Arzthaftung wegen Diagnoseirrtum
ArzthaftungsrechtOLG Dresden, Beschluss vom 29.07.2019, Az.: 4 U 1078/19
Beschränkt sich die Berufung auf das Bestreiten der Ergebnisse eines erstinstanzlichen Gerichtsgutachtens und der darauf aufbauenden, in sich schlüssigen Beweiswürdigung, ohne ihre abweichende Bewertung durch ein Privatgutachten oder andere medizinische Belege anzugreifen, ist auch in Arzthaftungsverfahren grundsätzlich keine weitere Beweisaufnahme erforderlich. Ist ein Diagnoseirrtum eines Arztes nicht als fundamental einzuordnen, ist eine Haftung lediglich dann in Betracht zu ziehen, wenn die von ihm erhobenen Befunde nicht anzuzweifeln sind, sondern bei Anwendung der gebotenen Sorgfalt lediglich den Schluss auf eine bestimmte Diagnose zulassen.

▶ _Entnommenes Material_:
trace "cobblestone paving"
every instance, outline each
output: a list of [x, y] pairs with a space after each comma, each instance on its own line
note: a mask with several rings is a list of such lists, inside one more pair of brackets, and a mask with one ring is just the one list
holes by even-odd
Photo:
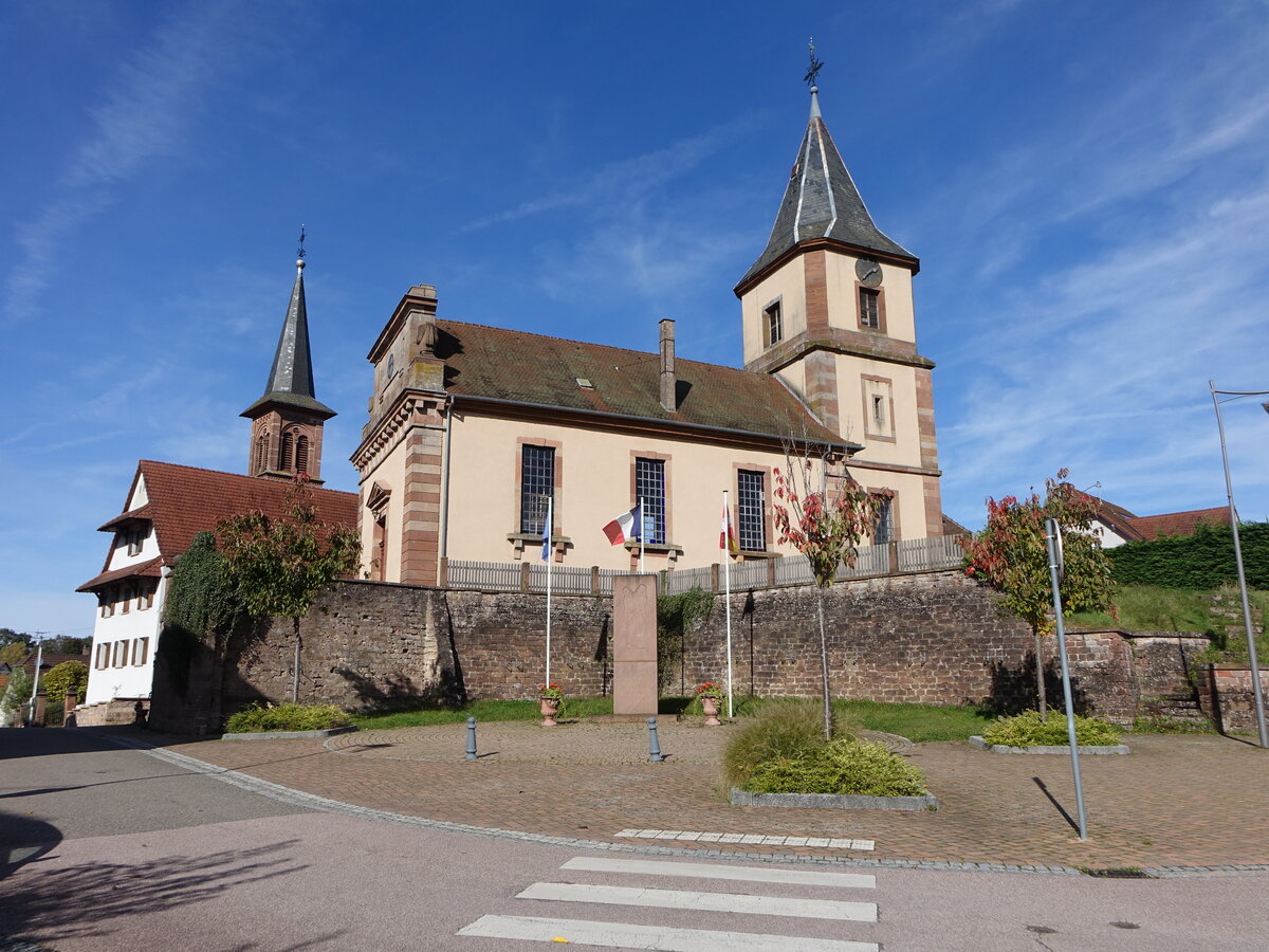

▶ _Aufgaben_:
a) Gib den Studientext zur Arzthaftung ab „Arzthaftung wegen Diagnoseirrtum“ bis einschließlich „bestimmte Diagnose zulassen.“ erneut wieder und benenne darin „Privatgutachten“ in „Parteigutachten“ um.
b) Unter welcher Bedingung kommt laut Studientext zur Arzthaftung bei einem nicht fundamentalen Diagnoseirrtum eine Haftung des Arztes in Betracht?
c) Knüpfe an den letzten Satz des Studientexts zur Arzthaftung an und schreibe ihn weiter.
Die Einträge sind hierfür ohne Bedeutung.

▶ _Lösungen_:
a)
Arzthaftung wegen Diagnoseirrtum
ArzthaftungsrechtOLG Dresden, Beschluss vom 29.07.2019, Az.: 4 U 1078/19
Beschränkt sich die Berufung auf das Bestreiten der Ergebnisse eines erstinstanzlichen Gerichtsgutachtens und der darauf aufbauenden, in sich schlüssigen Beweiswürdigung, ohne ihre abweichende Bewertung durch ein Parteigutachten oder andere medizinische Belege anzugreifen, ist auch in Arzthaftungsverfahren grundsätzlich keine weitere Beweisaufnahme erforderlich. Ist ein Diagnoseirrtum eines Arztes nicht als fundamental einzuordnen, ist eine Haftung lediglich dann in Betracht zu ziehen, wenn die von ihm erhobenen Befunde nicht anzuzweifeln sind, sondern bei Anwendung der gebotenen Sorgfalt lediglich den Schluss auf eine bestimmte Diagnose zulassen.

b) Nur dann, wenn die von ihm erhobenen Befunde nicht anzuzweifeln sind, sondern bei Anwendung der gebotenen Sorgfalt lediglich den Schluss auf eine bestimmte Diagnose zulassen.

c)
Arzthaftung: Mitverschulden des Patienten
AllgemeinOLG Braunschweig, Urteil vom 28.02.2019, Az.: 9 U 129/15
Ein Arzt kann sich gegenüber dem Patienten, der ihn wegen fehlerhafter Behandlung und Beratung in Anspruch nimmt, grundsätzlich darauf berufen, dass dieser den Schaden durch sein eigenes schuldhaftes Verhalten mitverursacht hat. Allerdings ist bei der Bejahung mitverschuldensbegründender Obliegenheitsverletzungen des Patienten Zurückhaltung geboten. Ist einem Arzt ein schuldhaftes Unterlassen der gebotenen Befunderhebung als grober Behandlungsfehler zuzurechnen und einer an Darmkrebs erkrankten 47-jährigen Patientin die Chance auf eine zeitgerechte, weniger invasive Behandlung von 4-5 Monaten mit vollständiger Genesung genommen worden, so dass diese nach 4 Jahren Überlebenszeit mit zahlreichen belastenden Therapien und Operationen verstorben ist, so ist die Zuerkennung eines Schmerzensgeldes in Höhe von 70.000 Euro angemessen.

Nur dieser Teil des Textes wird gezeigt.